**Excerto para leitura**.
Mais tarde, verificou-se que todos os argumentos justificativos para a intervenção militar eram falsos. As verdadeiras justificações estavam nos interesses económicos e financeiros, particularmente no controlo do petróleo. Na altura, muita gente, ingenuamente, não acreditava que fossem estes os objectivos. Para isso, contribuiu uma poderosa máquina de propaganda a favor da guerra, eficientemente montada, que teve como instrumentos praticamente todos os jornais, rádios e televisões, quer nacionais quer internacionais. Hoje, é claro que a guerra teve como objectivo o domínio daquele país e o controlo das suas riquezas, designadamente do petróleo. É o colonialismo puro e duro, em prática há centenas de anos. No Iraque, o neocolonialismo já não satisfazia.
No passado dia 26 de Março corrente, realizou-se na Associação 25 de Abril, em Lisboa, a 3ª Audiência Portuguesa do Tribunal Mundial sobre o Iraque, onde foi feito, perante os jurados presentes – magistrados, juristas, advogados, professores, jornalistas, arquitectos, economistas, deputados, etc. - Um depoimento, por uma cidadã iraquiana, Haifa Zangana, nascida em 1950 em Bagdad, escritora, artista e activista política iraquiana, prisioneira política no regime de Saddam Husseim, sobre “A situação das mulheres e das crianças no Iraque ocupado.”
Através desse depoimento escrito verifica-se que foi nomeado pelos ocupantes um ministério de Direitos Humanos em 3 de Setembro de 2003 mas que nunca teve qualquer acção credível na defesa dos direitos humanos, mesmo durante operações militares que eram acompanhadas por prisões em massa em todo o país.
Após as “eleições” de 2005, foi criada uma comissão para os Direitos Humanos no parlamento iraquiano. O vice-presidente dessa comissão foi assassinado depois de ter acusado os ministros do Interior e da Defesa de violações brutais dos direitos humanos nos centros de detenção sob as suas alçadas.
Houve um ministério para os Assuntos das Mulheres mas nunca passou de uma fachada de loja de interesses da própria ministra.

**Secção de dados**.
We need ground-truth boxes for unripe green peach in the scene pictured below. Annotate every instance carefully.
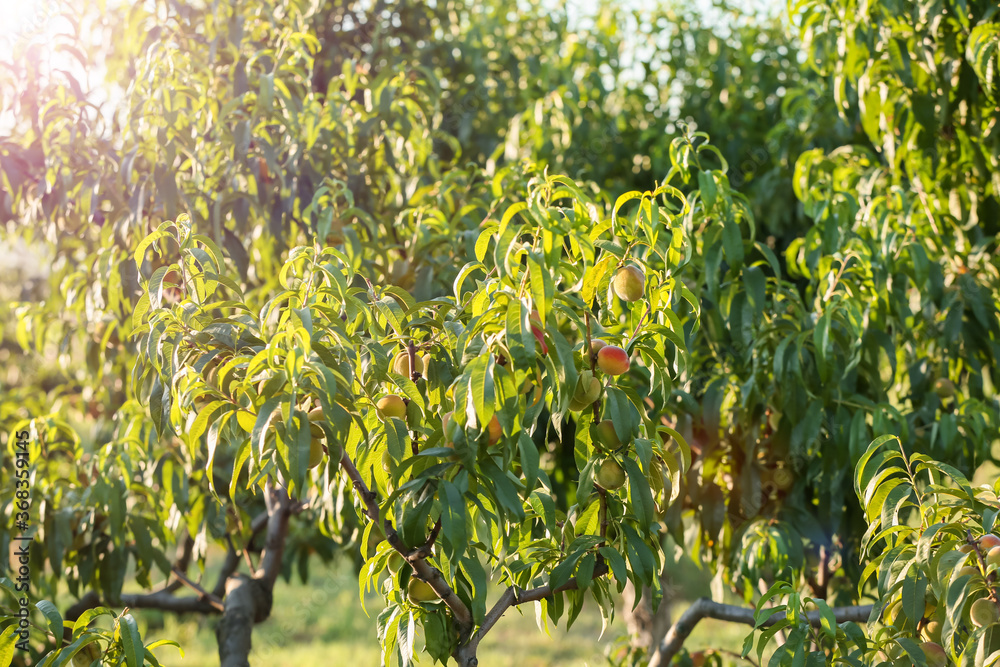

**Instruções da tarefa**. Cite, tal como consta no excerto sobre a guerra no Iraque, a passagem que começa em "Através desse depoimento" e vai até "da própria ministra.".

**Solução**.
Através desse depoimento escrito verifica-se que foi nomeado pelos ocupantes um ministério de Direitos Humanos em 3 de Setembro de 2003 mas que nunca teve qualquer acção credível na defesa dos direitos humanos, mesmo durante operações militares que eram acompanhadas por prisões em massa em todo o país.
Após as “eleições” de 2005, foi criada uma comissão para os Direitos Humanos no parlamento iraquiano. O vice-presidente dessa comissão foi assassinado depois de ter acusado os ministros do Interior e da Defesa de violações brutais dos direitos humanos nos centros de detenção sob as suas alçadas.
Houve um ministério para os Assuntos das Mulheres mas nunca passou de uma fachada de loja de interesses da própria ministra.